» **EXERCISE AIM**:
Quote, without any change, the line that contains "Mark the pickup truck rear" and all lines that follow it to the end of the data below.

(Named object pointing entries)
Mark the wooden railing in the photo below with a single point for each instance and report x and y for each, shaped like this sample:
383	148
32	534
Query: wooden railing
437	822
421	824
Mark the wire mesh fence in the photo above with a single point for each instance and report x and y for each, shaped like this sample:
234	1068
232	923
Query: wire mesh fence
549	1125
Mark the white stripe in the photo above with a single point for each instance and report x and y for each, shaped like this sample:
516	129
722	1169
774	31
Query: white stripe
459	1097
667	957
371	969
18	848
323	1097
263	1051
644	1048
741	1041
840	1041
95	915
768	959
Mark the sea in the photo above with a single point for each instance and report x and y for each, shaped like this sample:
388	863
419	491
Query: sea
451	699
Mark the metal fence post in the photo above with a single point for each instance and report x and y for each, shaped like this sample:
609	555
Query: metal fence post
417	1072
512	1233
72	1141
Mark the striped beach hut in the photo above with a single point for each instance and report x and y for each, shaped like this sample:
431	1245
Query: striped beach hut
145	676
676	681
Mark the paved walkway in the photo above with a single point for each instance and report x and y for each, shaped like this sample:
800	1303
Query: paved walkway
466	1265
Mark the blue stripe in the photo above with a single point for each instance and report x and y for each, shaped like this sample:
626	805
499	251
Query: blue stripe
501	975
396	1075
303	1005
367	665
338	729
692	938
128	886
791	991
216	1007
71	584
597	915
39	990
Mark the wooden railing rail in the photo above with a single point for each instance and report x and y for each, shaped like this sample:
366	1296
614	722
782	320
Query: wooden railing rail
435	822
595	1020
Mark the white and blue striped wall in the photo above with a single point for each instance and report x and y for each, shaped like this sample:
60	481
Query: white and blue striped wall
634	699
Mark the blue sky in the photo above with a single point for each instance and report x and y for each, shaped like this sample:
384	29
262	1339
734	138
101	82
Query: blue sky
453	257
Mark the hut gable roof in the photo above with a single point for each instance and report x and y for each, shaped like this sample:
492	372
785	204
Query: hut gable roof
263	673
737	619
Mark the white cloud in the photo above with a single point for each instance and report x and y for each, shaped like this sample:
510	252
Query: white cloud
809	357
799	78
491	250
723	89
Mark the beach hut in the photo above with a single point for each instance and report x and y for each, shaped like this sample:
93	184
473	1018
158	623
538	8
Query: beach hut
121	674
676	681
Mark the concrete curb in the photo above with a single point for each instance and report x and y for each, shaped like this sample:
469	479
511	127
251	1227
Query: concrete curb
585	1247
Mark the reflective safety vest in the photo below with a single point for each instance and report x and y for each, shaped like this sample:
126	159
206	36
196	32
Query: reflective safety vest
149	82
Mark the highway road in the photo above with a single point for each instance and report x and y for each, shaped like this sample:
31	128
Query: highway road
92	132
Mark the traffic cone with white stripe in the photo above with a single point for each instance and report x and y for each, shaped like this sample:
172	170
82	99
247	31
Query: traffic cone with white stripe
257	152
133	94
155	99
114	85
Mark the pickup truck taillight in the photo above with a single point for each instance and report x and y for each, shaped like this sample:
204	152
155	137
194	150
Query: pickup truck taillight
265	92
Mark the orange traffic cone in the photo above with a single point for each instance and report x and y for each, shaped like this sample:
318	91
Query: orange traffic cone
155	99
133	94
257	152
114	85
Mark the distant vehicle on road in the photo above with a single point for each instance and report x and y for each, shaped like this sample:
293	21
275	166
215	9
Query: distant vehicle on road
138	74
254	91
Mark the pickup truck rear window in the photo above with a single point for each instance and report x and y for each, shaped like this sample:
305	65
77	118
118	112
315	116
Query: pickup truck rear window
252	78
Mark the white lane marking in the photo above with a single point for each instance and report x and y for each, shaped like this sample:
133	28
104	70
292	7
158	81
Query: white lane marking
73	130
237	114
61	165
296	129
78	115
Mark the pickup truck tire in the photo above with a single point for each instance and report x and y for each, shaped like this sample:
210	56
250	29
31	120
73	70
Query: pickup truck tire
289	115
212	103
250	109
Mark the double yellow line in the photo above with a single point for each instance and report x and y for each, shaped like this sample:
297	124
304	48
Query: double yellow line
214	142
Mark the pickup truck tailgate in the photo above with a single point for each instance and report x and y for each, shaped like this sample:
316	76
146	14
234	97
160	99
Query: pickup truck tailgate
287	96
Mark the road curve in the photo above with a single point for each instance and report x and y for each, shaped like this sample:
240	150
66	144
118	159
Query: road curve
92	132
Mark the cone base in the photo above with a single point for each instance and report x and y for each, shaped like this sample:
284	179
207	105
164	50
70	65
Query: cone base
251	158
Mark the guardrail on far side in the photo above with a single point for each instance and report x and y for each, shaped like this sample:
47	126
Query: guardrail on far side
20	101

» **SOLUTION TO THE EXERCISE**:
Mark the pickup truck rear window in the photo above with a single point for each instance and report x and y for each, shaped like this sample:
305	65
77	118
118	112
315	116
Query: pickup truck rear window
252	78
Mark the white lane marking in the photo above with a single point for each instance and report x and y for each, shaped like this sample:
133	28
104	70
292	7
158	81
Query: white lane marking
73	130
237	114
61	165
296	129
78	115
Mark the pickup truck tire in the photo above with a single point for each instance and report x and y for each, shaped like this sample:
210	56
250	29
31	120
73	70
Query: pickup truck tire
289	115
212	103
250	109
Mark the double yellow line in the photo above with a single point for each instance and report x and y for each, shaped like this sample:
297	124
304	48
Query: double yellow line
214	142
Mark the pickup truck tailgate in the photo above with a single point for each instance and report x and y for each, shaped like this sample:
316	76
146	14
234	97
160	99
Query: pickup truck tailgate
287	96
Mark the road curve in the photo above with a single point for each instance and report x and y for each, shaped like this sample:
240	150
66	144
118	159
Query: road curve
92	132
Mark the cone base in the photo above with a single point for each instance and report x and y for each, shaped like this sample:
284	179
207	105
164	50
70	65
Query: cone base
251	158
Mark the guardrail on far side in the photo above with a single point for each instance and report x and y for each, shaped like this sample:
47	126
Query: guardrail on far side
20	101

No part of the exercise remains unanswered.